Assignment A:
Using the article on measuring a country's success, answer each question briefly.
(i) Which two countries did Scotland join in 2018 to found the network of Wellbeing Economy Governments?
(ii) What deficit do Scottish government figures show, both in pounds and as a share of GDP?
(iii) What was the rate of relative child poverty in Scotland when the SNP took office in 2007?
Assignment B: Translate this sentence from the article on measuring a country's success into Spanish: "In August, Scotland’s devolved SNP government invited the Scottish Green Party to join in a cooperation agreement."

(Page extract Opens)

How do you measure the success of a country? Per capita wealth? A wider measure of economic output through GDP? Perhaps the Gini coefficient measure of inequality to herald a country’s fairness? Or set the benchmark for success in an individual field such as educational attainment or health outcomes? Any number of organisations seek to measure and rank nations by “soft power”, a mix of cultural reach and academic influence – is that a useful metric?
After the global economic shock of Covid-19, much focus and concentration will be on how countries bounce back. Targets will be set for economies, employment, earnings and output to return to pre-pandemic levels. But what about those countries which don’t want to be measured in that way?
In August, Scotland’s devolved SNP government invited the Scottish Green Party to join in a cooperation agreement. The Greens’ co-leader, Patrick Harvie, does not believe that a country’s success is measured by economic growth at all. In fact, he claims the pursuit of continuous economic growth is a “destructive and toxic belief”.
For her own part, First Minister Nicola Sturgeon has shown herself sympathetic to changing the way success is measured. In 2018 she joined with Iceland and New Zealand to found the network of Wellbeing Economy Governments (WEGo). And, in 2019, she followed this up with a TED talk on the subject, declaring: “What we choose to measure as a country matters. It really matters because it drives political focus, it drives public activity. And, against that context, I think the limitations of GDP as measurement of a country’s success is all too obvious. GDP measures the output of all of our work, but it says nothing about the nature of that work. About whether that work is worthwhile or fulfilling.”
That Sturgeon’s overriding political goal is independence for Scotland is not in question. And as someone who has repeatedly stated she wants another referendum on independence in short order, it is politically expedient for her to wish to downplay economic output and growth as the measure by which her devolved administration is judged.
For while Covid has ravaged national finances everywhere, the difficulties in Scotland are particularly pronounced, and their origins deep-rooted. The national accounts are in bad shape, and the economic prospectus much bleaker than when the SNP last took secession to a vote in 2014. Until the start of the pandemic, Scotland’s GDP growth had lagged behind that of the UK for five straight years and the Scottish Fiscal Commission has forecast that the Scottish economy won’t return to pre-pandemic levels until 2024. Scottish government figures show that the deficit is running at £36bn or 22.4 per cent of GDP, the highest in Europe.
But there are dangers for Scotland’s First Minister in discarding economic data as the primary means of weighing and measuring her government.
For a start, even those who discount capitalist growth as something to be pursued would agree that an economic indicator such as reducing child poverty is worth focusing on. In Scotland, it is going in the wrong direction. When the SNP took office in 2007, the rate of relative child poverty in Scotland was 23 per cent. In 2017, Sturgeon passed a child poverty bill aiming to cut the rate to 10 per cent by 2030. Three years later, it had risen to 26 per cent.

(Page extract Closes)
(Excerpted data Opens)

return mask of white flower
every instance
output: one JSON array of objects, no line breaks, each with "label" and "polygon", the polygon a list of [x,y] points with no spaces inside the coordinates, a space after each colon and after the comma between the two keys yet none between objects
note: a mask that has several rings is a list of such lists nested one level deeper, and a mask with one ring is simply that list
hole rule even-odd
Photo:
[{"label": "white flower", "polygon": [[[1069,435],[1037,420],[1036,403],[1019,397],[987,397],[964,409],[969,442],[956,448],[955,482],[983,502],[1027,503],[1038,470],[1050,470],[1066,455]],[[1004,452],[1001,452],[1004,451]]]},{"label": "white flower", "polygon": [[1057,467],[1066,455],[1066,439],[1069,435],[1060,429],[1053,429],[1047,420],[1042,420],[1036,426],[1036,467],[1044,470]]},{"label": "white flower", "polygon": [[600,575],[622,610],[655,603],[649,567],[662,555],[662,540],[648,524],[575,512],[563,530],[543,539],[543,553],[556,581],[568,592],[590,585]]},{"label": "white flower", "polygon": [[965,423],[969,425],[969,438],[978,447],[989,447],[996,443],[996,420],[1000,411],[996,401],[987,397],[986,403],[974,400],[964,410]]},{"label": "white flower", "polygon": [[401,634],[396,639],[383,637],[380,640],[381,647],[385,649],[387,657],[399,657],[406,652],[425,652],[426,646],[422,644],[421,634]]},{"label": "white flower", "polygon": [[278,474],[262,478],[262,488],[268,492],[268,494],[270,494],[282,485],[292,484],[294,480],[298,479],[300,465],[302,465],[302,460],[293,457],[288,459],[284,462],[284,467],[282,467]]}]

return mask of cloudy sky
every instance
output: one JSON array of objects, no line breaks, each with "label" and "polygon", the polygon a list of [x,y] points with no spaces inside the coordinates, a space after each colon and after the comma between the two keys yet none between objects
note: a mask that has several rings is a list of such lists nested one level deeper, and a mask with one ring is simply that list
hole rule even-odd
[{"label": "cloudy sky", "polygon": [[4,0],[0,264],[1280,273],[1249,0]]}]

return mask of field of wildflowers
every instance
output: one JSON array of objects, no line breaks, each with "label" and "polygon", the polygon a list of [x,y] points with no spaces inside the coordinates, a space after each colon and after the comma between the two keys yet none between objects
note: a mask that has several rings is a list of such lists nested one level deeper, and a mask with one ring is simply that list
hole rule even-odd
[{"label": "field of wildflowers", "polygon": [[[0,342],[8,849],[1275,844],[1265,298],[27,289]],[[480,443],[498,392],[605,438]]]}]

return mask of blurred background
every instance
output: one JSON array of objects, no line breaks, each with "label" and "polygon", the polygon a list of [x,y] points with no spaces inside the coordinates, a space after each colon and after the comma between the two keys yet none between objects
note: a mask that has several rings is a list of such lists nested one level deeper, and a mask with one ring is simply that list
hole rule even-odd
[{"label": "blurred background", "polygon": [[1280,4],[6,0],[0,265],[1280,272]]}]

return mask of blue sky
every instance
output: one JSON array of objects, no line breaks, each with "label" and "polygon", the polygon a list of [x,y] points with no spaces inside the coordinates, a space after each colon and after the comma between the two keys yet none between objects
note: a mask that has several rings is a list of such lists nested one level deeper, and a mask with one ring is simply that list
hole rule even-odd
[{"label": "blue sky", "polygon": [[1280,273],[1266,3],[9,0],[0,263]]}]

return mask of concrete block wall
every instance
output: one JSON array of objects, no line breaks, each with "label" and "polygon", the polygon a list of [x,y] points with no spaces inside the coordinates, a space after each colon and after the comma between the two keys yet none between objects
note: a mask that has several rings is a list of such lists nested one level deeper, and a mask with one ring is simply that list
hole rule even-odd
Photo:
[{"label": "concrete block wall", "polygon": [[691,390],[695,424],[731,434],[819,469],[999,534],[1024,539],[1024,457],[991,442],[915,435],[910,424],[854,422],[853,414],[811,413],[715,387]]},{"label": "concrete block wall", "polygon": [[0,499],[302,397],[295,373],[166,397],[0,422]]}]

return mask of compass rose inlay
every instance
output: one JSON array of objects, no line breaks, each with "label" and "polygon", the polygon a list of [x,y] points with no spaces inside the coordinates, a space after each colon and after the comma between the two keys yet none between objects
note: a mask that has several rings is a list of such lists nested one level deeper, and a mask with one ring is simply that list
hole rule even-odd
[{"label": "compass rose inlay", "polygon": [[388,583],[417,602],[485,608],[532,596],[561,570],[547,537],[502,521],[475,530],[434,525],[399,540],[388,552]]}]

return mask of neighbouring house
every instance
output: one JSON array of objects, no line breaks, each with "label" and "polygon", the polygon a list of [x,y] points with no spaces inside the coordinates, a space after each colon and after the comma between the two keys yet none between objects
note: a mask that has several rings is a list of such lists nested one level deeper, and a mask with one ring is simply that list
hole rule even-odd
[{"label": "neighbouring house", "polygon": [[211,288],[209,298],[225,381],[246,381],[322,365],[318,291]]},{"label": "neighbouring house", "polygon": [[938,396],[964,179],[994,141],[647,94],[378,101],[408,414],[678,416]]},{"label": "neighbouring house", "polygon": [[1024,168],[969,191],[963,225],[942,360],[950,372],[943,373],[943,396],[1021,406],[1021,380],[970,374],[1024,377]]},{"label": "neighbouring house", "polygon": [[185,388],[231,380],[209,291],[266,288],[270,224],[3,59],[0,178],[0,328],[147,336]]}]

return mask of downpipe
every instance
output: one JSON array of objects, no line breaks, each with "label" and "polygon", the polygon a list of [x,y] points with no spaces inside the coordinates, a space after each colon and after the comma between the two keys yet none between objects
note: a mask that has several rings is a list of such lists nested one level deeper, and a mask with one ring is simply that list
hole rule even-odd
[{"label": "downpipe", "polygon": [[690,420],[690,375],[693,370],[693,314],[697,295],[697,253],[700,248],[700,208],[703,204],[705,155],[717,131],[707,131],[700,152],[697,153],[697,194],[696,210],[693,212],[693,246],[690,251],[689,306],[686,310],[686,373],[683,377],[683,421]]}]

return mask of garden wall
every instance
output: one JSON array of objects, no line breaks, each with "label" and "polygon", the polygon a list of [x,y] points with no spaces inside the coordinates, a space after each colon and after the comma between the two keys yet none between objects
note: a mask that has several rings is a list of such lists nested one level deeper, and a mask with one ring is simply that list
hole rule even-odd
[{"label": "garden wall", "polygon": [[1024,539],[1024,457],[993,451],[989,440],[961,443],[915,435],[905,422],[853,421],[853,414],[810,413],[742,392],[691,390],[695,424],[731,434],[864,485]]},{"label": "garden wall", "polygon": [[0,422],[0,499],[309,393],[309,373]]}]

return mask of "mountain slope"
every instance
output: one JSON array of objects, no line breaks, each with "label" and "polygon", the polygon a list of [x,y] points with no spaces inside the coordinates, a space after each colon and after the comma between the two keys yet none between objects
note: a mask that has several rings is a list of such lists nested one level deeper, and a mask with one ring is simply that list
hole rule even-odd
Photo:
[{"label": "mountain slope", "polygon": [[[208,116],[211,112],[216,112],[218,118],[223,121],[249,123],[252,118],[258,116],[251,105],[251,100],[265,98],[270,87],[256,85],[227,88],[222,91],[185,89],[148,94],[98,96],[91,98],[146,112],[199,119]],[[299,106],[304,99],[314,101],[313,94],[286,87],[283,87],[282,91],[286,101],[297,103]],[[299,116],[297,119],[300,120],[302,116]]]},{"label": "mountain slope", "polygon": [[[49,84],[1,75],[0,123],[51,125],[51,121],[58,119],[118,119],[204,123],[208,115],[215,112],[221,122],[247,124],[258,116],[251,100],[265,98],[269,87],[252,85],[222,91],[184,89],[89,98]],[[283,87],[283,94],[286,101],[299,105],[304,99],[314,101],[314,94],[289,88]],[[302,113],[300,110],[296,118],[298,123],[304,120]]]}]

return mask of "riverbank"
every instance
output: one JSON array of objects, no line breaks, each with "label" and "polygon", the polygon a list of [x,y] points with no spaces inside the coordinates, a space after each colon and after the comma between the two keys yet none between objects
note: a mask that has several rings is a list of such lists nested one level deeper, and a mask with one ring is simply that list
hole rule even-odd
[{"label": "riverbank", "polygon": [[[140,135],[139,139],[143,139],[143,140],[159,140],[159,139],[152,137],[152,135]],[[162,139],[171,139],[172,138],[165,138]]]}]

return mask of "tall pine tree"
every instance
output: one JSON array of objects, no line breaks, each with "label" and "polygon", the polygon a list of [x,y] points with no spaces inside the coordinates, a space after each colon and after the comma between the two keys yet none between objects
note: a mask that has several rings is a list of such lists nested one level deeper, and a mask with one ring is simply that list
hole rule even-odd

(Excerpted data Closes)

Result A:
(i) Iceland and New Zealand.
(ii) £36bn, or 22.4 per cent of GDP.
(iii) 23 per cent.

Result B: En agosto, el gobierno autónomo del SNP de Escocia invitó al Partido Verde Escocés a sumarse a un acuerdo de cooperación.